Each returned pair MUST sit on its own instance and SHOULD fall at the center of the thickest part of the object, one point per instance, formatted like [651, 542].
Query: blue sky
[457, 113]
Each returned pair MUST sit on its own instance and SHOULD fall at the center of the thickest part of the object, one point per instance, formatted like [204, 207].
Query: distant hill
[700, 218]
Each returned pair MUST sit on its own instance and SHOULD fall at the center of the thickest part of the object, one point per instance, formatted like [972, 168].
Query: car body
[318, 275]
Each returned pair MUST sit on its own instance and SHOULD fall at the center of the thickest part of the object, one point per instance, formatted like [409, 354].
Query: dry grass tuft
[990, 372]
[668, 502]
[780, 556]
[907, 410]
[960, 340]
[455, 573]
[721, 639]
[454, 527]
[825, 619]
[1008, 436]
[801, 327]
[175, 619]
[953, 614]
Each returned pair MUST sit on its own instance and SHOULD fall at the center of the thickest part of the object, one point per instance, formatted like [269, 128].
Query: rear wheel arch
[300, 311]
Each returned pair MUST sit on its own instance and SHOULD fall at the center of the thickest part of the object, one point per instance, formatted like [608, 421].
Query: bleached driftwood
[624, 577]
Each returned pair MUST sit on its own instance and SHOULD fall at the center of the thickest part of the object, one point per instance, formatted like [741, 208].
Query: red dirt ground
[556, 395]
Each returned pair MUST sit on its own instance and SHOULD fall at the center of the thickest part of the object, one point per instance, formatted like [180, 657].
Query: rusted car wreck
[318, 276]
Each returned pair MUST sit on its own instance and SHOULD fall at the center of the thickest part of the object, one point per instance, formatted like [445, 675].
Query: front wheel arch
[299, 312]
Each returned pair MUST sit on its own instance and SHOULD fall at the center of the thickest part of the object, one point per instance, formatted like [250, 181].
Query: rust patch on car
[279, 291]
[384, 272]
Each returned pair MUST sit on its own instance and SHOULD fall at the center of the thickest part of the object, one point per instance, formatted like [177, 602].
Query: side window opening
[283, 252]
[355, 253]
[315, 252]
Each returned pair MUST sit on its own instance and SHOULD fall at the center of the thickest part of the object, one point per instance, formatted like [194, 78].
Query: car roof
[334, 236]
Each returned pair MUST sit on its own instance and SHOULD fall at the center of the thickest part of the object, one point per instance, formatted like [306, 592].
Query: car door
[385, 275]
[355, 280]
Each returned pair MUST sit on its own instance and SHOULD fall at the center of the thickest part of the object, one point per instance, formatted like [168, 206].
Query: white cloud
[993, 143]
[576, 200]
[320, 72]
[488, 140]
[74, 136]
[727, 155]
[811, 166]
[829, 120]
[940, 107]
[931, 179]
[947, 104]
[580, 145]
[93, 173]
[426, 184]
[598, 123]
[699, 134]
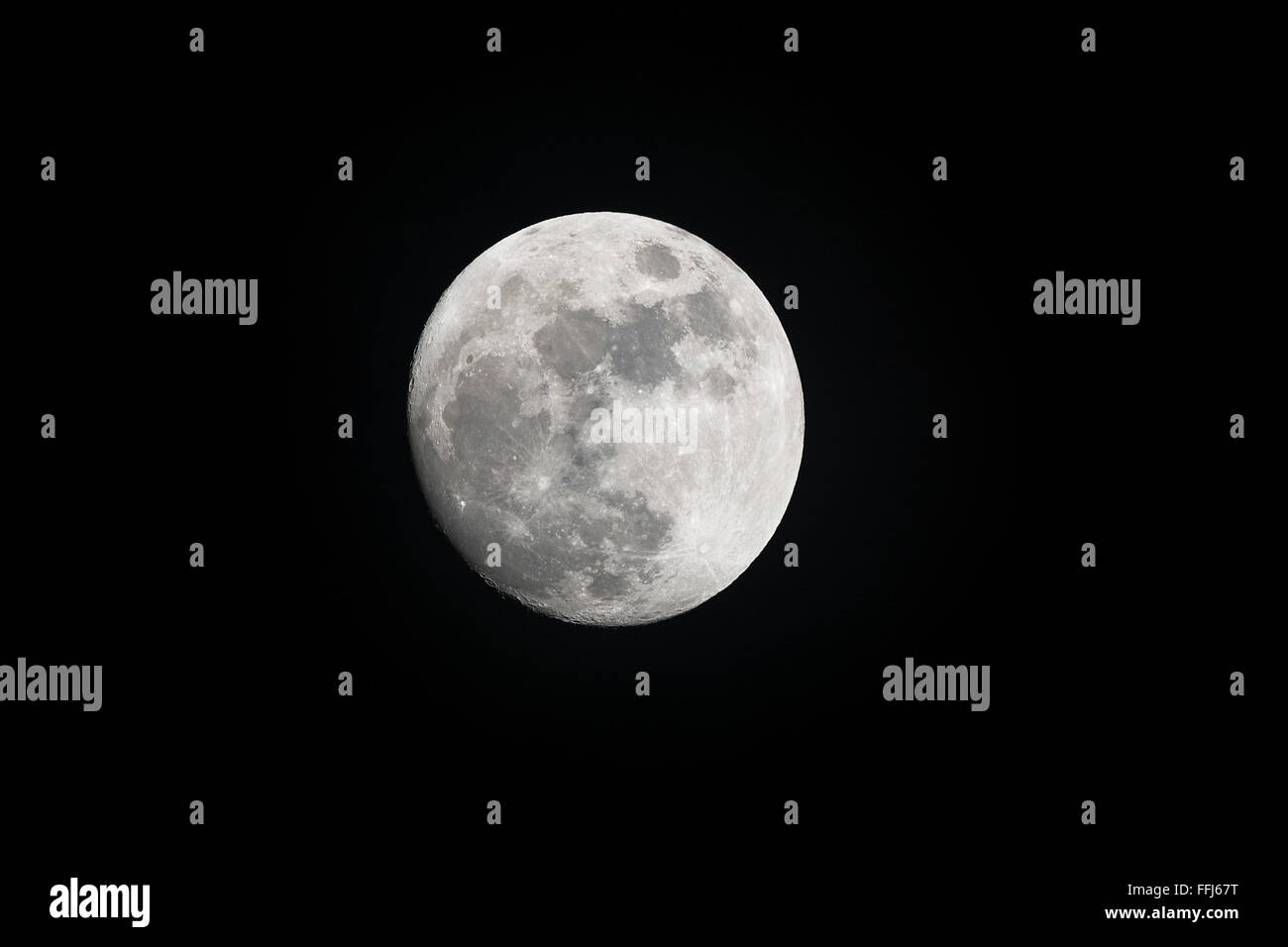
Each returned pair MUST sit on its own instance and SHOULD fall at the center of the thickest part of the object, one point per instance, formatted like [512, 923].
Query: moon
[605, 418]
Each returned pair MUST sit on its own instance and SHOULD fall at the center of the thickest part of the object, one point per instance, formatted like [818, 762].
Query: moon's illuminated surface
[613, 403]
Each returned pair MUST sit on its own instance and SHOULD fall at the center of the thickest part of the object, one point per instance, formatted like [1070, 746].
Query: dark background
[368, 813]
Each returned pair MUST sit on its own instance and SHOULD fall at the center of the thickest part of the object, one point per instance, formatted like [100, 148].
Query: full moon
[605, 418]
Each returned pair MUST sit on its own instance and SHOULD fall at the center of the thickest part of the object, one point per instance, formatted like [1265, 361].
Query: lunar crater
[526, 420]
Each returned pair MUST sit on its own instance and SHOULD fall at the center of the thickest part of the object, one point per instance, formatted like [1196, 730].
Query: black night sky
[365, 813]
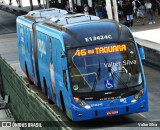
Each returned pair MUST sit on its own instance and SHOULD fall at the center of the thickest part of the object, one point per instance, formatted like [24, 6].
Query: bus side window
[65, 79]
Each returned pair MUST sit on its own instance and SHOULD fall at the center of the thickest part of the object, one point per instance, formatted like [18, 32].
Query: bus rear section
[105, 71]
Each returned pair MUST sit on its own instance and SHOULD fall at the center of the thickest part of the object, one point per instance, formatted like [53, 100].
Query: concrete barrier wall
[25, 104]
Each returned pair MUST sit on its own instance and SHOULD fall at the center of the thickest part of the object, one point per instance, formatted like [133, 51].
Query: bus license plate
[112, 112]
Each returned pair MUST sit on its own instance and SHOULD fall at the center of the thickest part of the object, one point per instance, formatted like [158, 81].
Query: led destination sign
[101, 50]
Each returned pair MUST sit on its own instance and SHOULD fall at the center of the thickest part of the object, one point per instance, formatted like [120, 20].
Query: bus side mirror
[141, 52]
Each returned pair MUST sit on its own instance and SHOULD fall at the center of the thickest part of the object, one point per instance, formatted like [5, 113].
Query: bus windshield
[104, 67]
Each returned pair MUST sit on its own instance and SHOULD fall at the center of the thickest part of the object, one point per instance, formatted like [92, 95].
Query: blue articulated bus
[90, 68]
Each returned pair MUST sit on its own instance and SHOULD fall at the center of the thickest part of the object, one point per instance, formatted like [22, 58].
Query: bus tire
[63, 106]
[28, 74]
[46, 92]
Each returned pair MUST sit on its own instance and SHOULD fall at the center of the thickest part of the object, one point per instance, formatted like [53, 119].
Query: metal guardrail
[12, 10]
[24, 103]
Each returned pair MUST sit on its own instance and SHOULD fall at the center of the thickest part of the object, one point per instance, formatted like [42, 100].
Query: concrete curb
[13, 9]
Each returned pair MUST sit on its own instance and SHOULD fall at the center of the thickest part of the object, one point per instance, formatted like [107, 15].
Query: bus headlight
[138, 95]
[82, 103]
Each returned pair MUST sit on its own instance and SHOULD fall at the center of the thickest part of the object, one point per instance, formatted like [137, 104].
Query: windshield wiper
[97, 77]
[110, 70]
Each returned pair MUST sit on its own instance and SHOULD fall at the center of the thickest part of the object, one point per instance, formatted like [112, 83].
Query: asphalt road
[8, 49]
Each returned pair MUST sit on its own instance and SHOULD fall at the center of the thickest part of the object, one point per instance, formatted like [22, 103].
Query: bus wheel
[63, 106]
[28, 74]
[46, 92]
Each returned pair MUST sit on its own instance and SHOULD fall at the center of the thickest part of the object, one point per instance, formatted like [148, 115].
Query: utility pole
[71, 5]
[109, 9]
[115, 10]
[112, 14]
[31, 4]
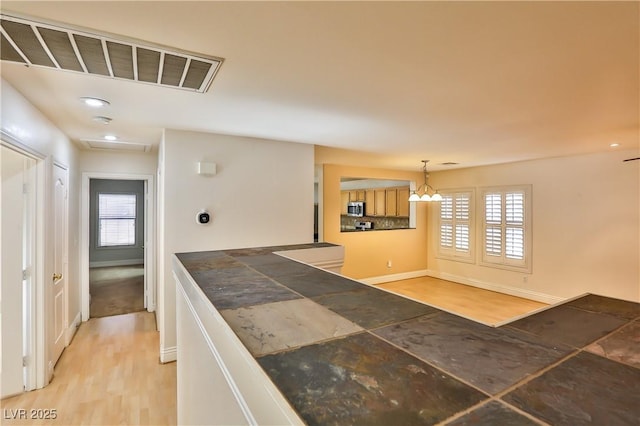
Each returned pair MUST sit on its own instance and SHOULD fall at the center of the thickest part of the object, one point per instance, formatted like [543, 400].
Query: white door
[59, 279]
[13, 252]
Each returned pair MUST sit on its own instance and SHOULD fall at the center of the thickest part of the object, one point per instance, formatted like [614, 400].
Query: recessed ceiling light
[95, 102]
[102, 119]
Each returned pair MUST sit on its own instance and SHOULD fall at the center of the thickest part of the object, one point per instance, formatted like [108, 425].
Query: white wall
[586, 224]
[262, 195]
[118, 162]
[22, 124]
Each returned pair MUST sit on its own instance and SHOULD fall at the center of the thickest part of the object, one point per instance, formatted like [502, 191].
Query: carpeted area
[116, 290]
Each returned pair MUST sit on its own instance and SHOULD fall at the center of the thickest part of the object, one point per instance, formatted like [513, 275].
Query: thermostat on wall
[203, 217]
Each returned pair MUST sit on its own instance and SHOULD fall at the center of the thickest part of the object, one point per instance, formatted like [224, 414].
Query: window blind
[116, 220]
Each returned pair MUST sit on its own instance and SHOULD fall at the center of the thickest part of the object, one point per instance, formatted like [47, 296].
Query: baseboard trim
[393, 277]
[126, 262]
[72, 329]
[512, 291]
[168, 354]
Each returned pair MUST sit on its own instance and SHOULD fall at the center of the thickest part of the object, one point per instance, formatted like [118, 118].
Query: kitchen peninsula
[265, 339]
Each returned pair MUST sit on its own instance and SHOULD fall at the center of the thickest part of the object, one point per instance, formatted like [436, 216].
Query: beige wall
[586, 226]
[367, 253]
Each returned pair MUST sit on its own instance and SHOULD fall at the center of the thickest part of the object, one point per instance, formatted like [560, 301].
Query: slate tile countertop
[345, 353]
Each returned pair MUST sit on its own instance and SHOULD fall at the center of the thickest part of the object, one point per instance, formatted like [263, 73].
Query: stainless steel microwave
[355, 208]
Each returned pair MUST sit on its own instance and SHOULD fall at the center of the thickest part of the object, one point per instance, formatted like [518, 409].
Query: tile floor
[377, 358]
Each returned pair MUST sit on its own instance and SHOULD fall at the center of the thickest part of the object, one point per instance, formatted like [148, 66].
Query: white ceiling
[468, 82]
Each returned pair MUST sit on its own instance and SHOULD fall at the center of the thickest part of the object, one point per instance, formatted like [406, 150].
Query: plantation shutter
[514, 225]
[116, 220]
[446, 222]
[455, 225]
[505, 227]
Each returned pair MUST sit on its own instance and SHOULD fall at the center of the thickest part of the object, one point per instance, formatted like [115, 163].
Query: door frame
[149, 232]
[35, 297]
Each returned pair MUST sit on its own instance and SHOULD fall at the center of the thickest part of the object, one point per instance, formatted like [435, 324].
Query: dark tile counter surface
[345, 353]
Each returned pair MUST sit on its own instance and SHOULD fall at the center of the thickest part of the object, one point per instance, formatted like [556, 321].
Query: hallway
[110, 374]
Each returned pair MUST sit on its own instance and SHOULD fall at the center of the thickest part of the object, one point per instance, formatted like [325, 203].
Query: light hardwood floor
[487, 307]
[109, 375]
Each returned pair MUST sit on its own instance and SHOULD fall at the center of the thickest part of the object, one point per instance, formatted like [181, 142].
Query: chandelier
[425, 188]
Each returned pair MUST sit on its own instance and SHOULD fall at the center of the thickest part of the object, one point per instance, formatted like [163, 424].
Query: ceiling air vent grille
[47, 45]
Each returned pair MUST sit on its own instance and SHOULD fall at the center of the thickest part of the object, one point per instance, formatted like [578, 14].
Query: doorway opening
[116, 250]
[117, 244]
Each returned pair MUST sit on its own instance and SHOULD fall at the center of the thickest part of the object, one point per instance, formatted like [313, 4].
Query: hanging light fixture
[425, 188]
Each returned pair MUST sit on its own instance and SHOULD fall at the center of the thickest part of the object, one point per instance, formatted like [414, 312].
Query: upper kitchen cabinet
[385, 204]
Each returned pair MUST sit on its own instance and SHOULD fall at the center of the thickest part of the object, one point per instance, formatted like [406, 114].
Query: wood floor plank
[487, 307]
[110, 374]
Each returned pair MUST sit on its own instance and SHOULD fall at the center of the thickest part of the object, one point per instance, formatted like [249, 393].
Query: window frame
[453, 253]
[135, 219]
[503, 261]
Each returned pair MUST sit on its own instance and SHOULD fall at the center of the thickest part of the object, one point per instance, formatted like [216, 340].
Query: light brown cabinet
[379, 201]
[369, 202]
[391, 202]
[344, 200]
[403, 202]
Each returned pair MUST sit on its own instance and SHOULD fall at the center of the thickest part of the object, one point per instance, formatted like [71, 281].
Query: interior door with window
[59, 279]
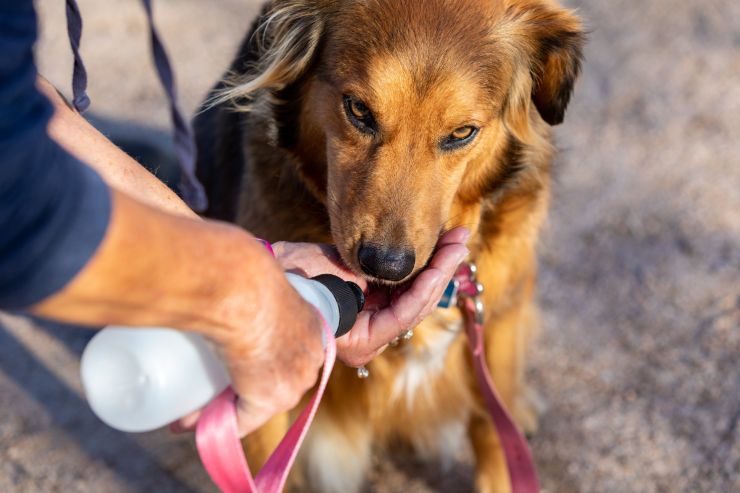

· · · ·

Stated problem ->
Please pull out every line of the records that contains the word "tile", and copy each one in full.

Full output ->
Query: slate tile countertop
Query: tile floor
Query: dark tile counter surface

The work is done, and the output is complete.